Mirmotahari, E. (Fall 2010)

This course explores how African novels are in conversation with European literary texts. More specifically, we will address how these African novels function as “histories,” by revising European colonial representations of Africa. In the process of examining these dialogues on a thematic, conceptual, and historical level, we will also address the genealogy of the novel in Africa as a genre and how African novelists reinvent it. To these ends, the course is built around four literary pairings. We will focus on four key African novels including Chinua Achebe’s Things Fall Apart and J.M. Coetzee’s Life and Times of Michael K, as well as those texts in the English literary canon to which they “speak,” including Alice in Wonderland and ‘Bartleby the Scrivener.’ Fulfills: Literature & Diversity requirement (LT), World Literature requirement for English Education students.


425W 19th Century American Literature & the Visual Arts

Kinnahan, T. (Fall 2007)

The nineteenth century saw the development of a distinctly American literature, along with a flowering of American visual art that, like much of the literature, was concerned with notions of national self-definition. The premise of this course is that these literary and visual discourses were closely intertwined and can be examined together in productive ways, particularly as indexes of both aesthetic and ideological developments in nineteenth-century America. Visual media under consideration will include painting, photography, illustration, sculpture, architecture, fashion design, and various forms of public display.

Records of labeled boxes:
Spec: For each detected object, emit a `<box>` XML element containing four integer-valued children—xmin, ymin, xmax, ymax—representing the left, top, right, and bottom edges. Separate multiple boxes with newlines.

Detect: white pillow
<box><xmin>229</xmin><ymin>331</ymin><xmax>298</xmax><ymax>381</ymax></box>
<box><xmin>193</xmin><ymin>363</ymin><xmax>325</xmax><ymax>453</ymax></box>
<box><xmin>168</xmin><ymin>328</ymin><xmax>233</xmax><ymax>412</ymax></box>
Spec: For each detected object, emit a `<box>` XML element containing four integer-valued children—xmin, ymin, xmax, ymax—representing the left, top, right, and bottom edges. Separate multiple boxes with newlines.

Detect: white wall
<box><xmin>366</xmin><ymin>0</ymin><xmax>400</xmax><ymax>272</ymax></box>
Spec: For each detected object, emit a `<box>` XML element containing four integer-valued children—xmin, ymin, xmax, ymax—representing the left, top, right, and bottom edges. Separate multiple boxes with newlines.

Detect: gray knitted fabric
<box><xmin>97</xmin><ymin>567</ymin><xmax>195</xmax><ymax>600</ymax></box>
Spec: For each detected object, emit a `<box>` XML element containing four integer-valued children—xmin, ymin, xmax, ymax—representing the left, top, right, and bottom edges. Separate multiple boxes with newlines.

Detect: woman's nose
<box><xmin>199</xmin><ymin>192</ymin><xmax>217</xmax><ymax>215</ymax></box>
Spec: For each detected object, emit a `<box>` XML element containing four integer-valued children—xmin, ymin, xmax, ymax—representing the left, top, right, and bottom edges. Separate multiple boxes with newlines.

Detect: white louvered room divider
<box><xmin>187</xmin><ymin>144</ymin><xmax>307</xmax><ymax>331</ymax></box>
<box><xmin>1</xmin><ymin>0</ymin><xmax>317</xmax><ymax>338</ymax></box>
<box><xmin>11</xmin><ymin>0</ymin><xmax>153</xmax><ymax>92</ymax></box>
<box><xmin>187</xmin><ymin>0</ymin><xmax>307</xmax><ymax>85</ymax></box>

## The problem
Condense the paragraph in the course descriptions above that begins "The nineteenth century saw" into a short bulleted list of its main points.

## The reply
- The nineteenth century saw a distinctly American literature develop, along with a flowering of American visual art.
- That visual art, like much of the literature, was concerned with national self-definition.
- The course's premise is that these literary and visual discourses were closely intertwined and can be examined together productively, especially as indexes of aesthetic and ideological developments in nineteenth-century America.
- Visual media covered include painting, photography, illustration, sculpture, architecture, fashion design, and various forms of public display.